### Work request
From the entries below, output the line with "[locate] white dinner" and each following line up to and including the line with "[locate] green lime", exactly as written.

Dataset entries
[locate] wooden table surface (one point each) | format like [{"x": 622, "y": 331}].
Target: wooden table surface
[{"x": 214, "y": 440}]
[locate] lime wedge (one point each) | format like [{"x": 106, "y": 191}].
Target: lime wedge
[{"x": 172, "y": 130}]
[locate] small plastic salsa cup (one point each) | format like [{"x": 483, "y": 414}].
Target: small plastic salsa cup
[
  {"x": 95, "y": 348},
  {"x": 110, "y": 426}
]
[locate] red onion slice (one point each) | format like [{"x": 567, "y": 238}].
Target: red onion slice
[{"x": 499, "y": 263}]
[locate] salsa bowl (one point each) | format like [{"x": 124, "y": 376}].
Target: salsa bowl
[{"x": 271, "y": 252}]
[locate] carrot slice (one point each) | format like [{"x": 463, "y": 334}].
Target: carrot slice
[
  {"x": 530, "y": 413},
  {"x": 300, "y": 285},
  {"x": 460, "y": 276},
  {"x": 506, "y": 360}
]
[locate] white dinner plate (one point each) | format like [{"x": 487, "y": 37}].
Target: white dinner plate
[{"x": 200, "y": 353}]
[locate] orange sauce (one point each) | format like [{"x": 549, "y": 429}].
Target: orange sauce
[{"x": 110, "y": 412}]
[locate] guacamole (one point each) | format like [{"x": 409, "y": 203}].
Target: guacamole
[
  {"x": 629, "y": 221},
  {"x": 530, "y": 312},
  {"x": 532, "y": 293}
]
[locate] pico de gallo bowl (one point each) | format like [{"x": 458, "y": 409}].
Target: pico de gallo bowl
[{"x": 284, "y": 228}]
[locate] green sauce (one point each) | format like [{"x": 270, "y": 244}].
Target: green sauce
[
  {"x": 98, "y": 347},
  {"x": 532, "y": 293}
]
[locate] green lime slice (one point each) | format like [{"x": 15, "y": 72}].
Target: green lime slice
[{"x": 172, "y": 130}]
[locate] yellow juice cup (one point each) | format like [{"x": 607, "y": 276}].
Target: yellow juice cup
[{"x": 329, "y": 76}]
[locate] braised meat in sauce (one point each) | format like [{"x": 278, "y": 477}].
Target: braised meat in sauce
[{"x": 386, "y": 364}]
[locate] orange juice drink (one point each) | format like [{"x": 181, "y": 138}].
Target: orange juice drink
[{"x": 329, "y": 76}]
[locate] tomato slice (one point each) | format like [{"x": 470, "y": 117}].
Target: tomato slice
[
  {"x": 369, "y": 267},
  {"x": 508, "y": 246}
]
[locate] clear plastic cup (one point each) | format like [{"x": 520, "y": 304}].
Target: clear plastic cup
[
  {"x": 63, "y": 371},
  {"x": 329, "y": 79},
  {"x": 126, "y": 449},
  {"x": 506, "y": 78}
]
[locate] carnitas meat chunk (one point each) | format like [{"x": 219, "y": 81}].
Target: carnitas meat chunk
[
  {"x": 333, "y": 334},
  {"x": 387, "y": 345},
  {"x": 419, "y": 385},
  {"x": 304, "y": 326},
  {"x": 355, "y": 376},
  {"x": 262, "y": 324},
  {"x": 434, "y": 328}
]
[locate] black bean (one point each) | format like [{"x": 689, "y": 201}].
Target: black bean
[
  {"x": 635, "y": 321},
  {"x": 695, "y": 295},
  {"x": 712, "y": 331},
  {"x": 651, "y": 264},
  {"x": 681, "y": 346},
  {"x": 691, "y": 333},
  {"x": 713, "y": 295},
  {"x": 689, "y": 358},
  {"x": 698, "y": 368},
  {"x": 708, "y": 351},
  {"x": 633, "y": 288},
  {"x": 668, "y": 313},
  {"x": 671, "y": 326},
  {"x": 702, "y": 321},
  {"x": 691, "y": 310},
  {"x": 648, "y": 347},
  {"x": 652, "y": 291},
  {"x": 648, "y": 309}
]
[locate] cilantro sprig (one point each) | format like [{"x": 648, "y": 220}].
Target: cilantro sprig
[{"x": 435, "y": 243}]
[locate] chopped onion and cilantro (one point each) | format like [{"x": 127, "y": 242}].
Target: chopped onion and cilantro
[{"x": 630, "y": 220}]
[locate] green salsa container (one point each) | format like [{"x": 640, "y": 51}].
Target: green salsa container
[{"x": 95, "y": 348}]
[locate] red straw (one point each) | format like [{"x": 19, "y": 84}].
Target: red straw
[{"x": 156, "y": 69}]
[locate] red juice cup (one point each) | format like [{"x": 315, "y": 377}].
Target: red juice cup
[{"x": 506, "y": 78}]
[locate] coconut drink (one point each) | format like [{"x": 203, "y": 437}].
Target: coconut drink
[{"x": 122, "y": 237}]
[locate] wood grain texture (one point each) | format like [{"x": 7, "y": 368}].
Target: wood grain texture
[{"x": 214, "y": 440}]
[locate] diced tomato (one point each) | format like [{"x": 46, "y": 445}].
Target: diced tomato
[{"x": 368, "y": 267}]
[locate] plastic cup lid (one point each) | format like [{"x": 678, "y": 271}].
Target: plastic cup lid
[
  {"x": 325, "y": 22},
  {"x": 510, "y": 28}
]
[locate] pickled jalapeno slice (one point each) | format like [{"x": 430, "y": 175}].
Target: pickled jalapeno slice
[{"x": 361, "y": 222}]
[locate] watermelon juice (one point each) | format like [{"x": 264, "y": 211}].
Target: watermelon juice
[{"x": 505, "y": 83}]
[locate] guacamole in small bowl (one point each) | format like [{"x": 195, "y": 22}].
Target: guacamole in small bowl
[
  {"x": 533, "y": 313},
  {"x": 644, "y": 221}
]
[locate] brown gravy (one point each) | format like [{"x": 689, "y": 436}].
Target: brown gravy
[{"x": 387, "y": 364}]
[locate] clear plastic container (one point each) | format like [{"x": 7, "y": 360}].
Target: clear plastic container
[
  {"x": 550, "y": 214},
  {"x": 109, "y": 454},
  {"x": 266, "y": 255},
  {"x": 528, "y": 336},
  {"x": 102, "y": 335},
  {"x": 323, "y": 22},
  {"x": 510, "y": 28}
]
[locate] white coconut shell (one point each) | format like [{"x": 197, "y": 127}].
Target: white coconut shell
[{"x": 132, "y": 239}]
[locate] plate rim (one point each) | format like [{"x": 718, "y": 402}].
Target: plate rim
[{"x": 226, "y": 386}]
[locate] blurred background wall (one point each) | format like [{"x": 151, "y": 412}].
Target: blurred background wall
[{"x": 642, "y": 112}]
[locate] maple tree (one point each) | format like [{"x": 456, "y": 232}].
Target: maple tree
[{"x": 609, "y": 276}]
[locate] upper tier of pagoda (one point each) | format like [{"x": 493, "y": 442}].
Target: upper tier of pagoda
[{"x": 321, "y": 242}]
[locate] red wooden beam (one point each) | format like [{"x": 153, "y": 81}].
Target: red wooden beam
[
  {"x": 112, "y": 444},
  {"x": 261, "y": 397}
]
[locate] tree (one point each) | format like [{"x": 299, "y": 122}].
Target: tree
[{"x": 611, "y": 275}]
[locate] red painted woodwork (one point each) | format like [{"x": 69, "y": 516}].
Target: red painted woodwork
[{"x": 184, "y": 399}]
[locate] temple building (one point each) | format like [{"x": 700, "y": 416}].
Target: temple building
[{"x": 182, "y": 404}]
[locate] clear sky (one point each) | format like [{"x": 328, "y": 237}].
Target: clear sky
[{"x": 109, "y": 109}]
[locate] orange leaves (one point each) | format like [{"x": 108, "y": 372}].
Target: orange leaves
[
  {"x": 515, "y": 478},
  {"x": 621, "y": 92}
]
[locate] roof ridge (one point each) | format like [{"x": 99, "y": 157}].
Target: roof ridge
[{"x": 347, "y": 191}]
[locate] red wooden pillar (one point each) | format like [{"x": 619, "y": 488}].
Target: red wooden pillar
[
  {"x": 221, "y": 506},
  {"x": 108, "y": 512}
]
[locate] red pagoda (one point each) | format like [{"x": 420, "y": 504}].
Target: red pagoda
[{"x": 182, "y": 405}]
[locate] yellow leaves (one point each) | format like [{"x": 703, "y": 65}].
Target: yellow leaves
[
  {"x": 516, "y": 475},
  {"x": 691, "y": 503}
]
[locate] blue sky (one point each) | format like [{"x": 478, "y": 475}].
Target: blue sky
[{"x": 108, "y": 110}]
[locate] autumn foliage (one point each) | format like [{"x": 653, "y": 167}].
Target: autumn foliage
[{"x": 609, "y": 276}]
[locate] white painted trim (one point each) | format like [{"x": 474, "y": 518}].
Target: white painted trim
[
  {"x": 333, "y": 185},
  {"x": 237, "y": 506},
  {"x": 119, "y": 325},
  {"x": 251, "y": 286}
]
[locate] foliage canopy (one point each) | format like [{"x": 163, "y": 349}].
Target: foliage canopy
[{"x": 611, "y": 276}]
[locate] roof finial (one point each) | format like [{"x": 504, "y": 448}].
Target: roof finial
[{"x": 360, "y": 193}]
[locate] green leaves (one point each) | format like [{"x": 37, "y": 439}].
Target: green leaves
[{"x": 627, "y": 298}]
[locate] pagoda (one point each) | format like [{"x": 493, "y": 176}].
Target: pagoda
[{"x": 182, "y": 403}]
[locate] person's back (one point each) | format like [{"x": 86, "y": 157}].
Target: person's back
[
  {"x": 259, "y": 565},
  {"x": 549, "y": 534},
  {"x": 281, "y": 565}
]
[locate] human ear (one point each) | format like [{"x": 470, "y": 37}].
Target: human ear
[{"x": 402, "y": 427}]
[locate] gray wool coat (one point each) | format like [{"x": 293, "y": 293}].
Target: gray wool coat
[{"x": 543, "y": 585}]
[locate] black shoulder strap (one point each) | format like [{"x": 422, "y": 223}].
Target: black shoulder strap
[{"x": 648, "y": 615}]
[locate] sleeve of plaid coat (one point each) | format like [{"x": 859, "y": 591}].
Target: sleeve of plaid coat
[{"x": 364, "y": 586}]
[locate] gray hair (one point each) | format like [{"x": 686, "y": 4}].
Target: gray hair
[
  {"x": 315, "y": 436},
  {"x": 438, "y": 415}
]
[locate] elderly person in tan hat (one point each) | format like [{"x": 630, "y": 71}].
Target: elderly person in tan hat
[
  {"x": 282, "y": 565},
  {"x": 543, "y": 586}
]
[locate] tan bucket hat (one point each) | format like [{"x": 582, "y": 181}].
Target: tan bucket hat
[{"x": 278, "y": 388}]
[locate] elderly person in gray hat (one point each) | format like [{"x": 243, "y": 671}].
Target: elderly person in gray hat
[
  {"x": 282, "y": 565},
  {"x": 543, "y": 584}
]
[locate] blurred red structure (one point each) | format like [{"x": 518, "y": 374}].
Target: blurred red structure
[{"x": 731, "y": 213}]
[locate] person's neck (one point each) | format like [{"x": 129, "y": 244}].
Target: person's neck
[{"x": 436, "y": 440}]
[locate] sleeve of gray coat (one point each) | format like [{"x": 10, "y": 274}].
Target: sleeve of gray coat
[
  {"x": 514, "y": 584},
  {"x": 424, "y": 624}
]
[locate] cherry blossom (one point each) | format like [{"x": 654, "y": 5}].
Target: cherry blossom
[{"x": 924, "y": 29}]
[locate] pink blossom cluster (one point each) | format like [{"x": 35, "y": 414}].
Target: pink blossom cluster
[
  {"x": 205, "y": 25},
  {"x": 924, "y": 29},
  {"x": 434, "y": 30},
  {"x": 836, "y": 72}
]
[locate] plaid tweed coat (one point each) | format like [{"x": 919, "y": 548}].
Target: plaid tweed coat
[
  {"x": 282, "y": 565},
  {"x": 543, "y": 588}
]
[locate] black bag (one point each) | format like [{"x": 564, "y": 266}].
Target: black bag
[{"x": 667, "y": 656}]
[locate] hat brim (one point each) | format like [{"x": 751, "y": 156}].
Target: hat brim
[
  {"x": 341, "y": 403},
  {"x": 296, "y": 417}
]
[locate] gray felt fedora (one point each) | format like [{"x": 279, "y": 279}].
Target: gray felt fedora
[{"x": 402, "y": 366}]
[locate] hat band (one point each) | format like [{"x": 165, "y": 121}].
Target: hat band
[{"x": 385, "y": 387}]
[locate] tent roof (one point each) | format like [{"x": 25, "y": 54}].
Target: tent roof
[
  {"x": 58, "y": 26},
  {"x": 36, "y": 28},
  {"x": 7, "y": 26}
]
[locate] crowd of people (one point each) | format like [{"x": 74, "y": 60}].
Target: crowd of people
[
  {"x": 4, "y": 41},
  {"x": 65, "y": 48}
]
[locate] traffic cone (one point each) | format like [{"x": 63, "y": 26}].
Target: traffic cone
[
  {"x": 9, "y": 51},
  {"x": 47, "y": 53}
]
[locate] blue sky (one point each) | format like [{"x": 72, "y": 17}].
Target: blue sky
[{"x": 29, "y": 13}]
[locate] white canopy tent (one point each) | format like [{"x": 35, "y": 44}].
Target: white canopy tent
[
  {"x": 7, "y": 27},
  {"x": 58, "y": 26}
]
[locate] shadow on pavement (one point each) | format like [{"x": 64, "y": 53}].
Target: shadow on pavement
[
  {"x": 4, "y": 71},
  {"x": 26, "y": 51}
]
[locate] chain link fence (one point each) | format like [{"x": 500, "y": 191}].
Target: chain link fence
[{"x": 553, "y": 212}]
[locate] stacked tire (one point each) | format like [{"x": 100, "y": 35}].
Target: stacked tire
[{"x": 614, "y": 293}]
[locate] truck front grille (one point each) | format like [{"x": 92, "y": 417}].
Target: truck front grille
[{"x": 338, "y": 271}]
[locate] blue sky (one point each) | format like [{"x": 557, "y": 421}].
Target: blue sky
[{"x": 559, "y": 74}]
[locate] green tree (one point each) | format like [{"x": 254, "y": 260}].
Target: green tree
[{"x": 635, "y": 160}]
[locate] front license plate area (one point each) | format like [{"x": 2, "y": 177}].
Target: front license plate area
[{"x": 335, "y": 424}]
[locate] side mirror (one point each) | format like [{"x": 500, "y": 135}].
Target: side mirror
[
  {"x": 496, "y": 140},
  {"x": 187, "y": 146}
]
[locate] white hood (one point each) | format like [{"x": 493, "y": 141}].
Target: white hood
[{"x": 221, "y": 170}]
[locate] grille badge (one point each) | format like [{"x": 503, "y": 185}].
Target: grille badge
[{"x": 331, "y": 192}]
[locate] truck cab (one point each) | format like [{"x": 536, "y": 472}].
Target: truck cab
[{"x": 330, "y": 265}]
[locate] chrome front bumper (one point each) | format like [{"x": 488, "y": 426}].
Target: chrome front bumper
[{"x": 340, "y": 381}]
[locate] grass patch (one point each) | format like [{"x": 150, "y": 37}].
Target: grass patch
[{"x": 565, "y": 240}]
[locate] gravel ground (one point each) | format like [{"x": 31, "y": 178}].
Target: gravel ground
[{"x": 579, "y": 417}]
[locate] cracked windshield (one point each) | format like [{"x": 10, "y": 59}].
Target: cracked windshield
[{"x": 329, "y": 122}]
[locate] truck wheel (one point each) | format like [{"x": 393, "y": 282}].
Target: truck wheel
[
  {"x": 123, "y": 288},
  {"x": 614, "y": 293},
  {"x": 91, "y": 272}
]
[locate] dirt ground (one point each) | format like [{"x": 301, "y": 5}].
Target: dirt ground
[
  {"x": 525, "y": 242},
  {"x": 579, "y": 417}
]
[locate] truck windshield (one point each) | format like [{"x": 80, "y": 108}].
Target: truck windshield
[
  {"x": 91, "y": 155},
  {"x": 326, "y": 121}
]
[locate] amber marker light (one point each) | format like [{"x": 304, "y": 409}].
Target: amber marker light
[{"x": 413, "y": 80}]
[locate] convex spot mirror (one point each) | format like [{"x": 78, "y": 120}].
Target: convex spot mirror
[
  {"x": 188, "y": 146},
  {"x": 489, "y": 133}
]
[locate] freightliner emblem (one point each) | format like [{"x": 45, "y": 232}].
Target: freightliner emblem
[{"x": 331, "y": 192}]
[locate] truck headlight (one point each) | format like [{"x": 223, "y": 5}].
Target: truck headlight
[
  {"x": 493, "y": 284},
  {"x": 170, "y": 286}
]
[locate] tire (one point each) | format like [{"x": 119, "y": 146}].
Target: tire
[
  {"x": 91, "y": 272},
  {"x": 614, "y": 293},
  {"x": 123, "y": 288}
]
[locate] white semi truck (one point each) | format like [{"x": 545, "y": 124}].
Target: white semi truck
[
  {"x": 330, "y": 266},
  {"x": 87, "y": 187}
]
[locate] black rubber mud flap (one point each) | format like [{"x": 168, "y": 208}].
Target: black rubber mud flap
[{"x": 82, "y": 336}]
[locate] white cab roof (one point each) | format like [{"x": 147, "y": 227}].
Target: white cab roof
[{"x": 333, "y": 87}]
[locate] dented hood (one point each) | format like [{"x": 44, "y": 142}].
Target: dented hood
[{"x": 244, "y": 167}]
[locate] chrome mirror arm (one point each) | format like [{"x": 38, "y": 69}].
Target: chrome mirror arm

### Result of this task
[locate] white dinner plate (one point each) | format like [{"x": 487, "y": 37}].
Target: white dinner plate
[{"x": 200, "y": 353}]
[locate] orange sauce (one point each) | format like [{"x": 549, "y": 429}].
Target: orange sauce
[{"x": 110, "y": 412}]
[locate] guacamole (one point each) | format like [{"x": 409, "y": 203}].
Target: guacamole
[
  {"x": 629, "y": 221},
  {"x": 530, "y": 312},
  {"x": 532, "y": 293}
]
[locate] pico de gallo bowl (one point each) | format like [{"x": 458, "y": 409}].
Target: pico de gallo bowl
[{"x": 284, "y": 228}]
[locate] green sauce (one point each) | format like [{"x": 270, "y": 244}].
Target: green sauce
[
  {"x": 98, "y": 347},
  {"x": 532, "y": 293}
]
[locate] green lime slice (one point each) | format like [{"x": 15, "y": 72}].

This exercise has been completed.